Final answer:
E(S²) for an estimator for the variance σ² is shown to be [(n-1)/n]σ², proving that S² is a biased estimator. The bias is corrected by using (n-1) as the denominator to make an unbiased estimator for the population variance.
Step-by-step explanation:
Understanding the Biased Estimator S² for Variance σ²
When examining the estimator S², defined as the sum of squared deviations from the sample mean divided by the number of observations (n), we are looking to demonstrate that the expected value of S², denoted as E(S²), is [(n-1)/n]σ², where σ² represents the population variance. This shows that S² is a biased estimator for σ². In mathematical terms, this can be expressed as:
E(S²) = E[∑(Xi – Μ)²/n] = (n-1)/n σ²
The bias in the estimator arises because by using n as the divisor, instead of (n-1), the average of the squared deviations tends to be underestimated. Hence, to correct for this bias and provide an unbiased estimator of the population variance, the denominator is replaced with (n-1), leading to the familiar formula for the sample variance (often denoted s²).
This theoretical concept is essential for statistical analysis and is particularly relevant in the context of hypothesis testing and constructing confidence intervals where accurate estimation of the population variance is crucial.

§ **What you will do**:
1. In the variance estimator explanation, rewrite the part from "This theoretical concept" to "variance is crucial.", changing "hypothesis testing" to "regression analysis".
2. Decide whether each statement agrees with the variance estimator explanation. Answer yes or no and quote the words that settle it.
(a) S² divides the sum of squared deviations from the sample mean by n.
(b) Using n as the divisor tends to overestimate the average of the squared deviations.
(c) The sample variance formula with (n-1) is often denoted s².
3. Answer these questions from the variance estimator explanation.
(a) What does σ² represent?
(b) What is E(S²) shown to equal?
(c) In which two contexts is the concept called particularly relevant?

§ **Record excerpts**:
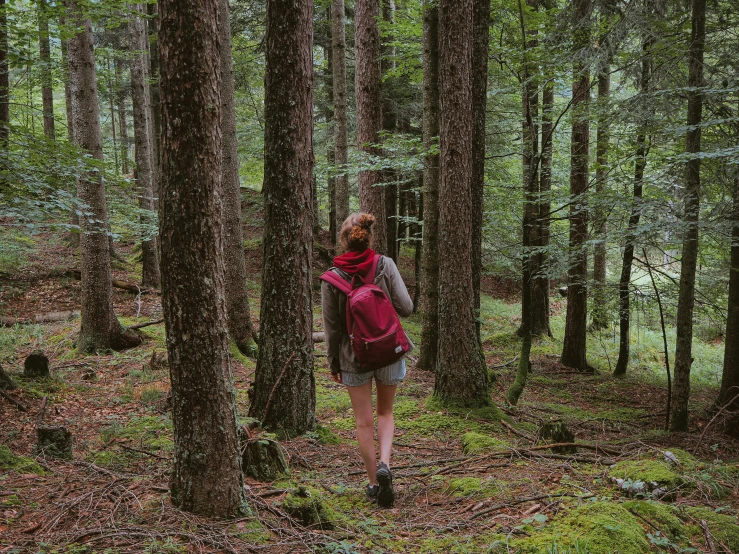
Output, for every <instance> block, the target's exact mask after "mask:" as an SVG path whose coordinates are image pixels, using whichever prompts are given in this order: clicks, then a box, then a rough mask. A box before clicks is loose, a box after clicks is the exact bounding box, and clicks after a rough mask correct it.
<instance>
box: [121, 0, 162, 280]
mask: <svg viewBox="0 0 739 554" xmlns="http://www.w3.org/2000/svg"><path fill="white" fill-rule="evenodd" d="M131 9H132V10H133V12H134V15H133V17H132V18H131V21H130V23H129V28H130V34H131V50H132V57H131V62H130V63H131V98H132V100H133V127H134V140H135V144H136V183H137V187H138V196H139V208H141V210H142V211H143V212H142V216H141V223H142V224H144V225H146V224H148V225H153V224H155V223H156V221H157V220H156V214H155V212H154V175H153V167H152V166H153V156H154V154H153V152H152V124H151V112H150V108H149V103H150V99H149V83H148V80H149V62H148V60H147V51H148V50H147V43H148V37H147V34H146V24H145V22H144V18H143V16H144V14H145V13H146V7H145V6H144V5H142V4H133V5H131ZM111 98H112V96H111ZM141 262H142V263H141V265H142V268H141V284H142V285H143V286H146V287H158V286H159V253H158V249H157V239H156V237H155V236H152V234H151V232H150V231H148V232H147V231H144V235H143V236H142V239H141Z"/></svg>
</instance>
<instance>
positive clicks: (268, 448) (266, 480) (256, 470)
mask: <svg viewBox="0 0 739 554" xmlns="http://www.w3.org/2000/svg"><path fill="white" fill-rule="evenodd" d="M242 461H243V469H244V473H246V474H247V475H248V476H249V477H253V478H254V479H256V480H257V481H274V480H275V479H277V478H278V477H279V476H280V475H284V474H286V473H289V469H288V467H287V462H286V461H285V456H284V455H283V454H282V447H281V446H280V443H278V442H277V441H273V440H271V439H265V438H259V439H253V440H250V441H249V442H247V443H246V448H245V450H244V455H243V460H242Z"/></svg>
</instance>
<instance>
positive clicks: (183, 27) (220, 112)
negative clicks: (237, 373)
mask: <svg viewBox="0 0 739 554" xmlns="http://www.w3.org/2000/svg"><path fill="white" fill-rule="evenodd" d="M219 9H220V0H204V1H203V2H199V3H198V4H197V5H196V4H195V3H189V2H184V3H183V2H179V1H178V0H161V1H160V4H159V10H160V11H159V17H160V25H161V35H160V55H161V62H162V68H161V70H162V71H161V95H162V124H163V125H162V131H163V132H162V181H161V191H162V198H161V202H160V204H159V205H160V215H161V218H160V227H159V229H160V232H159V236H160V237H161V254H162V269H163V271H162V304H163V308H164V321H165V325H166V329H167V350H168V358H169V369H170V377H171V380H172V421H173V423H174V442H175V452H174V467H173V468H172V476H171V482H170V489H171V499H172V504H174V505H175V506H177V507H178V508H180V509H183V510H186V511H188V512H193V513H197V514H202V515H207V516H212V517H229V516H233V515H236V514H237V513H239V512H240V510H241V507H242V503H243V501H244V500H243V492H242V486H243V485H242V477H241V462H240V451H239V441H238V436H237V428H236V410H235V402H234V401H235V395H234V389H233V381H232V377H231V368H230V360H229V352H228V333H227V330H226V304H225V302H224V300H223V298H224V283H223V282H224V267H223V259H222V257H221V251H222V248H223V244H222V241H223V237H222V226H221V224H220V216H221V202H222V190H221V171H222V156H221V148H222V142H221V124H220V122H221V94H220V90H221V63H220V38H221V29H220V28H219V25H218V11H219Z"/></svg>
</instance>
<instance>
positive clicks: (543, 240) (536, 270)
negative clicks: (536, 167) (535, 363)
mask: <svg viewBox="0 0 739 554" xmlns="http://www.w3.org/2000/svg"><path fill="white" fill-rule="evenodd" d="M541 104H542V117H541V169H540V171H539V198H538V201H537V215H536V222H535V225H536V227H537V230H536V237H537V241H538V243H537V246H539V252H537V253H535V254H534V255H532V256H531V257H530V258H529V260H528V263H529V268H530V273H531V308H530V311H529V317H530V318H531V321H530V328H531V335H532V336H534V337H541V336H548V337H551V336H552V330H551V329H550V327H549V275H548V271H549V267H548V266H549V255H548V254H547V252H546V248H547V247H548V246H549V235H550V232H549V220H550V214H549V212H550V211H551V204H550V201H549V193H550V191H551V190H552V135H553V134H554V125H553V123H552V108H553V106H554V85H553V84H552V82H551V81H548V82H547V83H546V84H545V85H544V90H543V91H542V94H541Z"/></svg>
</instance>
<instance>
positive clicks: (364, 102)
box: [354, 0, 388, 254]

§ **Task-by-task solutions**:
1.
This theoretical concept is essential for statistical analysis and is particularly relevant in the context of regression analysis and constructing confidence intervals where accurate estimation of the population variance is crucial.

2.
(a) Yes: "divided by the number of observations (n)"
(b) No: "the average of the squared deviations tends to be underestimated"
(c) Yes: "leading to the familiar formula for the sample variance (often denoted s²)"

3.
(a) The population variance.
(b) [(n-1)/n]σ².
(c) Hypothesis testing and constructing confidence intervals.